Annotated coordinate records:
+ + + +
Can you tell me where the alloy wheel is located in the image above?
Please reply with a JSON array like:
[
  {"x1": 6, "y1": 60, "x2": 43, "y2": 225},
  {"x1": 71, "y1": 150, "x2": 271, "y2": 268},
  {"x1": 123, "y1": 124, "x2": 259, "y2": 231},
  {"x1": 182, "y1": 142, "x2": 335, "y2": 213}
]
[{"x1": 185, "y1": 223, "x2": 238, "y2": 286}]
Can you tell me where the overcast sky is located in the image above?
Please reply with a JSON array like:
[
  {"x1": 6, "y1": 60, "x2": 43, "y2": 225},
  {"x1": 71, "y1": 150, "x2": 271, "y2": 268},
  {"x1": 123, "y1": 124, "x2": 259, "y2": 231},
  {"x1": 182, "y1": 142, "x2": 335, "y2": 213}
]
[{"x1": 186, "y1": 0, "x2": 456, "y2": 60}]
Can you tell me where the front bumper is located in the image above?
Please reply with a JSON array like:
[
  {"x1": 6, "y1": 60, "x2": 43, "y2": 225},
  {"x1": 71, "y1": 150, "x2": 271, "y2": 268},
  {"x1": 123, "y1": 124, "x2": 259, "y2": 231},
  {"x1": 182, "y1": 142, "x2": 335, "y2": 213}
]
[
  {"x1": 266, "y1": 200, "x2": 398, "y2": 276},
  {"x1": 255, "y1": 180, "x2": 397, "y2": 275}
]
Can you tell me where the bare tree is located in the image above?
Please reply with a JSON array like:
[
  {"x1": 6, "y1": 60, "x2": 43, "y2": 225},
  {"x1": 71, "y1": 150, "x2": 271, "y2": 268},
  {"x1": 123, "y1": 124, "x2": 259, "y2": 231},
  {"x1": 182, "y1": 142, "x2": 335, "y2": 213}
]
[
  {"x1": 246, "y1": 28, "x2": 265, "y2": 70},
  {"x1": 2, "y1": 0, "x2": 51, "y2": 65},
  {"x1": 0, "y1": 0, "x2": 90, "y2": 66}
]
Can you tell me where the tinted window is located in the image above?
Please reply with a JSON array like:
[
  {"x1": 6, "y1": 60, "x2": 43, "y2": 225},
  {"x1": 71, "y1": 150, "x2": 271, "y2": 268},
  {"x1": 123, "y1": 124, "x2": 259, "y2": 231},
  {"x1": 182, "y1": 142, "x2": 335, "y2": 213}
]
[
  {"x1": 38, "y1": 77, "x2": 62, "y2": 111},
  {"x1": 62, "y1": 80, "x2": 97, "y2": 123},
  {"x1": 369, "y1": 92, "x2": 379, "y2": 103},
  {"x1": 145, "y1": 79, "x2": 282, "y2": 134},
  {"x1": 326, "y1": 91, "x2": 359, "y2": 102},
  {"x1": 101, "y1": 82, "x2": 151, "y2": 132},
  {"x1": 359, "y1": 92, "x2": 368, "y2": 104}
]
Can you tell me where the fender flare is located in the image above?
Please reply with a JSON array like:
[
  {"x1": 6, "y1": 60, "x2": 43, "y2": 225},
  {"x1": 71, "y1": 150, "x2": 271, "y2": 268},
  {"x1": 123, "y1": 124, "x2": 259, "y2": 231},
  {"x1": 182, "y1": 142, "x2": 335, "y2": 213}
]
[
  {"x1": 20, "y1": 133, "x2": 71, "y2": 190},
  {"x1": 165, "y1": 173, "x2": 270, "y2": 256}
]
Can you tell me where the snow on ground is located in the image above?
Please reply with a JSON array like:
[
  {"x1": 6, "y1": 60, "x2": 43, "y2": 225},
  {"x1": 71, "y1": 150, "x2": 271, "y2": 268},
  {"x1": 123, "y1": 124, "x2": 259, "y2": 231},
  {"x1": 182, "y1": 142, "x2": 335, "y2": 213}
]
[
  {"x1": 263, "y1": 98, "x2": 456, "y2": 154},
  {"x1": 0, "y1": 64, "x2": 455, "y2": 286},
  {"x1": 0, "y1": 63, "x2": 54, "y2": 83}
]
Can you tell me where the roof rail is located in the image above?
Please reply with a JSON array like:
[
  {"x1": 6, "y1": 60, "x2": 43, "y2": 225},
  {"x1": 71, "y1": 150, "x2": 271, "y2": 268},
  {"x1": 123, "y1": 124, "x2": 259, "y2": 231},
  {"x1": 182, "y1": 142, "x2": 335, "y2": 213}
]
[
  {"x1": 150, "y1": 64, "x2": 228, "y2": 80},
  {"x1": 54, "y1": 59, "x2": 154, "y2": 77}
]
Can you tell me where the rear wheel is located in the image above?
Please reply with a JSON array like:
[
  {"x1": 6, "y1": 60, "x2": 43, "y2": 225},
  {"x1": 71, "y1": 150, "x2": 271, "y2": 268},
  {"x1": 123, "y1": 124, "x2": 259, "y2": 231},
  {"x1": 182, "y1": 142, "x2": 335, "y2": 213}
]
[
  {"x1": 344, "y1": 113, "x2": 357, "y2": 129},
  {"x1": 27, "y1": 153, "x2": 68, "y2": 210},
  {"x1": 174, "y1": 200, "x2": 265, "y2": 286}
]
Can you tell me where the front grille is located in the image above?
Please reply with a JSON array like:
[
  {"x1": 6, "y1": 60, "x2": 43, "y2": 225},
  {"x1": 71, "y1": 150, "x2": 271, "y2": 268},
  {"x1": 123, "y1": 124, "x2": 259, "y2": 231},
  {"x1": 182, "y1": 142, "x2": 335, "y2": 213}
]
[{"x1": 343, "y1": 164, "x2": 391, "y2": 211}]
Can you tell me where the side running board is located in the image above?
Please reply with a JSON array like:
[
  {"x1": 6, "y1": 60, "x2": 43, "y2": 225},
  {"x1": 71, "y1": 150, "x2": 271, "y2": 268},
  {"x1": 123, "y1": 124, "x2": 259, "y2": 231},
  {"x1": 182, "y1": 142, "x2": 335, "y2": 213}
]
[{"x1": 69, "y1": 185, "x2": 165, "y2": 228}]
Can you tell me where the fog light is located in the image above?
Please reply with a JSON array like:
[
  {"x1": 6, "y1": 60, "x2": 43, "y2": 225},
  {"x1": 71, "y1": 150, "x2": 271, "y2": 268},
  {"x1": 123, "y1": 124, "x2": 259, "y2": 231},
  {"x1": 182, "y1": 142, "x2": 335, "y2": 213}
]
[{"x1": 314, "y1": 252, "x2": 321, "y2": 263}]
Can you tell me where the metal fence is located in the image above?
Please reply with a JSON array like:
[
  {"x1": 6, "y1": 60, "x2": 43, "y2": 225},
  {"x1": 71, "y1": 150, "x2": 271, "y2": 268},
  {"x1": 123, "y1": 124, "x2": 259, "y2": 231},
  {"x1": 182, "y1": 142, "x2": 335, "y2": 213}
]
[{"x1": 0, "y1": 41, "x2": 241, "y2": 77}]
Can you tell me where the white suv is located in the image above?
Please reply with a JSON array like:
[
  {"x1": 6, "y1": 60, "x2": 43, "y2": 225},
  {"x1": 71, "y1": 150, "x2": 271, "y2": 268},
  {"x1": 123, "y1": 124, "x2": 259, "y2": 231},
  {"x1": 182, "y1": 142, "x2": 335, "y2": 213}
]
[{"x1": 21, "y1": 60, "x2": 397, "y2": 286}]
+ + + +
◆ **Exercise requirements**
Please arrange every line of the material above as a numbered list, leaving out any blank lines.

◆ **Answer for this exercise**
1. Can you tell me where the alloy wheel is located in the image above?
2. Please reply with a JSON array like:
3. [
4.   {"x1": 6, "y1": 60, "x2": 43, "y2": 225},
5.   {"x1": 71, "y1": 150, "x2": 271, "y2": 268},
6.   {"x1": 123, "y1": 124, "x2": 259, "y2": 231},
7.   {"x1": 182, "y1": 142, "x2": 335, "y2": 213}
8. ]
9. [{"x1": 185, "y1": 223, "x2": 238, "y2": 286}]
10. Can you tell me where the overcast sky is located in the image above?
11. Please reply with a JSON array like:
12. [
13.   {"x1": 6, "y1": 60, "x2": 43, "y2": 225},
14.   {"x1": 71, "y1": 150, "x2": 271, "y2": 268},
15.   {"x1": 123, "y1": 124, "x2": 259, "y2": 231},
16.   {"x1": 182, "y1": 142, "x2": 335, "y2": 213}
17. ]
18. [{"x1": 186, "y1": 0, "x2": 456, "y2": 60}]
19. Can you tell me where the front bumper is located in the image above?
20. Please reply with a JSON array like:
21. [
22.   {"x1": 6, "y1": 60, "x2": 43, "y2": 225},
23.   {"x1": 71, "y1": 150, "x2": 271, "y2": 268},
24.   {"x1": 123, "y1": 124, "x2": 259, "y2": 231},
25.   {"x1": 182, "y1": 142, "x2": 335, "y2": 213}
26. ]
27. [
28.   {"x1": 266, "y1": 200, "x2": 398, "y2": 276},
29.   {"x1": 255, "y1": 180, "x2": 397, "y2": 275}
30. ]
31. Can you tell me where the bare tree is located in the image above?
32. Please reply with a JSON array like:
33. [
34.   {"x1": 6, "y1": 60, "x2": 43, "y2": 225},
35.   {"x1": 71, "y1": 150, "x2": 271, "y2": 268},
36.   {"x1": 123, "y1": 124, "x2": 259, "y2": 231},
37.   {"x1": 182, "y1": 142, "x2": 335, "y2": 213}
38. ]
39. [
40.   {"x1": 246, "y1": 28, "x2": 265, "y2": 70},
41.   {"x1": 2, "y1": 0, "x2": 51, "y2": 65},
42.   {"x1": 0, "y1": 0, "x2": 90, "y2": 66}
43. ]
44. Can you tell me where the tinted window is located in the image above?
45. Please reply with a JSON array like:
46. [
47.   {"x1": 6, "y1": 60, "x2": 43, "y2": 225},
48.   {"x1": 71, "y1": 150, "x2": 271, "y2": 268},
49.   {"x1": 123, "y1": 124, "x2": 259, "y2": 231},
50.   {"x1": 182, "y1": 142, "x2": 335, "y2": 213}
51. ]
52. [
53.   {"x1": 38, "y1": 77, "x2": 62, "y2": 111},
54.   {"x1": 62, "y1": 80, "x2": 97, "y2": 123},
55.   {"x1": 369, "y1": 92, "x2": 379, "y2": 103},
56.   {"x1": 145, "y1": 79, "x2": 282, "y2": 134},
57.   {"x1": 326, "y1": 91, "x2": 359, "y2": 102},
58.   {"x1": 101, "y1": 82, "x2": 151, "y2": 132},
59.   {"x1": 359, "y1": 92, "x2": 368, "y2": 104}
60. ]
61. Can you tell me where the fender flare is located in the image above?
62. Please reply with a JSON array like:
63. [
64.   {"x1": 6, "y1": 60, "x2": 43, "y2": 225},
65.   {"x1": 71, "y1": 150, "x2": 271, "y2": 268},
66.   {"x1": 123, "y1": 124, "x2": 259, "y2": 231},
67.   {"x1": 182, "y1": 142, "x2": 335, "y2": 213}
68. ]
69. [
70.   {"x1": 20, "y1": 133, "x2": 71, "y2": 190},
71.   {"x1": 165, "y1": 173, "x2": 270, "y2": 256}
72. ]
73. Can you tell me where the snow on ground is located in the image above?
74. Please reply with a JSON array like:
75. [
76.   {"x1": 6, "y1": 60, "x2": 43, "y2": 225},
77.   {"x1": 71, "y1": 150, "x2": 271, "y2": 268},
78.   {"x1": 123, "y1": 124, "x2": 259, "y2": 231},
79.   {"x1": 182, "y1": 142, "x2": 335, "y2": 213}
80. ]
81. [
82.   {"x1": 263, "y1": 98, "x2": 456, "y2": 154},
83.   {"x1": 0, "y1": 64, "x2": 455, "y2": 286},
84.   {"x1": 0, "y1": 63, "x2": 54, "y2": 83}
85. ]
86. Can you tell me where the roof rail is located in the image above?
87. Please reply with a JSON array like:
88. [
89.   {"x1": 6, "y1": 60, "x2": 43, "y2": 225},
90.   {"x1": 71, "y1": 150, "x2": 271, "y2": 268},
91.   {"x1": 123, "y1": 124, "x2": 259, "y2": 231},
92.   {"x1": 182, "y1": 142, "x2": 335, "y2": 213}
93. ]
94. [
95.   {"x1": 150, "y1": 64, "x2": 228, "y2": 80},
96.   {"x1": 54, "y1": 59, "x2": 154, "y2": 77}
97. ]
98. Can you tell me where the rear wheel is located in the image above?
99. Please reply with a JSON array like:
100. [
101.   {"x1": 6, "y1": 60, "x2": 43, "y2": 225},
102.   {"x1": 71, "y1": 150, "x2": 271, "y2": 268},
103.   {"x1": 123, "y1": 124, "x2": 259, "y2": 231},
104.   {"x1": 182, "y1": 142, "x2": 335, "y2": 213}
105. ]
106. [
107.   {"x1": 344, "y1": 113, "x2": 357, "y2": 129},
108.   {"x1": 27, "y1": 153, "x2": 68, "y2": 210},
109.   {"x1": 174, "y1": 200, "x2": 265, "y2": 286}
110. ]
111. Can you tell me where the front grille is located in the image above?
112. Please reply with a JSON array like:
113. [
114.   {"x1": 6, "y1": 60, "x2": 43, "y2": 225},
115.   {"x1": 71, "y1": 150, "x2": 271, "y2": 268},
116.   {"x1": 123, "y1": 124, "x2": 259, "y2": 231},
117.   {"x1": 182, "y1": 142, "x2": 335, "y2": 213}
118. ]
119. [{"x1": 343, "y1": 164, "x2": 391, "y2": 211}]
120. Can you tell me where the side running board is located in the image above?
121. Please reply with a JSON array like:
122. [
123.   {"x1": 6, "y1": 60, "x2": 43, "y2": 225},
124.   {"x1": 71, "y1": 150, "x2": 271, "y2": 268},
125.   {"x1": 123, "y1": 124, "x2": 259, "y2": 231},
126.   {"x1": 182, "y1": 142, "x2": 335, "y2": 213}
127. ]
128. [{"x1": 69, "y1": 185, "x2": 165, "y2": 228}]
129. Can you tell me where the fog light is located in the image above?
130. Please reply with a JSON array like:
131. [
132.   {"x1": 6, "y1": 60, "x2": 43, "y2": 225},
133.   {"x1": 71, "y1": 150, "x2": 271, "y2": 268},
134.   {"x1": 123, "y1": 124, "x2": 259, "y2": 231},
135.   {"x1": 182, "y1": 142, "x2": 335, "y2": 213}
136. ]
137. [{"x1": 314, "y1": 252, "x2": 321, "y2": 263}]
138. Can you tell me where the metal fence is located in the image above?
139. Please reply with a JSON array like:
140. [
141.   {"x1": 6, "y1": 60, "x2": 43, "y2": 225},
142.   {"x1": 71, "y1": 150, "x2": 271, "y2": 268},
143.   {"x1": 123, "y1": 124, "x2": 259, "y2": 231},
144.   {"x1": 182, "y1": 142, "x2": 335, "y2": 213}
145. ]
146. [{"x1": 0, "y1": 41, "x2": 241, "y2": 77}]
147. Can you tell me where the white suv is located in the image above?
148. Please reply with a JSON array like:
149. [
150.   {"x1": 6, "y1": 60, "x2": 43, "y2": 225},
151.   {"x1": 71, "y1": 150, "x2": 271, "y2": 268},
152.   {"x1": 123, "y1": 124, "x2": 259, "y2": 231},
153.   {"x1": 182, "y1": 142, "x2": 335, "y2": 213}
154. ]
155. [{"x1": 21, "y1": 60, "x2": 397, "y2": 286}]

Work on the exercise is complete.